__Your goal__:
Rewrite the entries below, replacing every occurrence of "test case" with "trial" and leaving all other text unchanged. Omit the pictures from your answer.

--- Begin Data supplied ---

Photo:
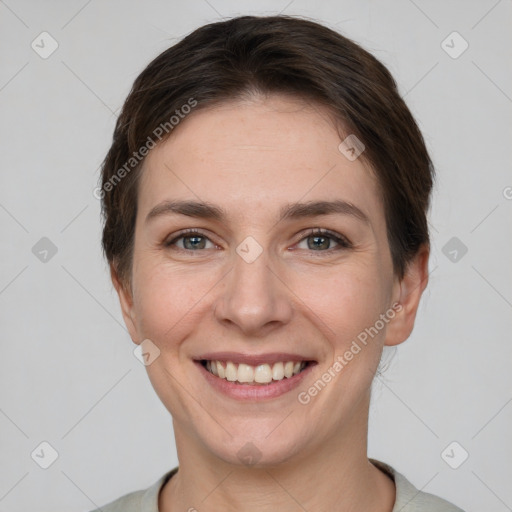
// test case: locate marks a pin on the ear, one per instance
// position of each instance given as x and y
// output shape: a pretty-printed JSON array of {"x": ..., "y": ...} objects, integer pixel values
[
  {"x": 126, "y": 301},
  {"x": 408, "y": 292}
]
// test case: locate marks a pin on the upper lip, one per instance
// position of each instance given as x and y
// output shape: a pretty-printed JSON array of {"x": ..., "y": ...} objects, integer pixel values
[{"x": 253, "y": 359}]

--- End Data supplied ---

__Exercise result__:
Photo:
// trial: locate marks a pin on the ear, one per instance
// position of each instance given as x and y
// output shape: a pretty-printed JSON array of {"x": ..., "y": ...} objects, integer pixel values
[
  {"x": 126, "y": 301},
  {"x": 408, "y": 292}
]
// trial: locate marks a pin on the upper lip, one per instance
// position of each instance given as x and y
// output shape: a pretty-printed JSON array of {"x": ..., "y": ...} objects, integer pixel values
[{"x": 253, "y": 359}]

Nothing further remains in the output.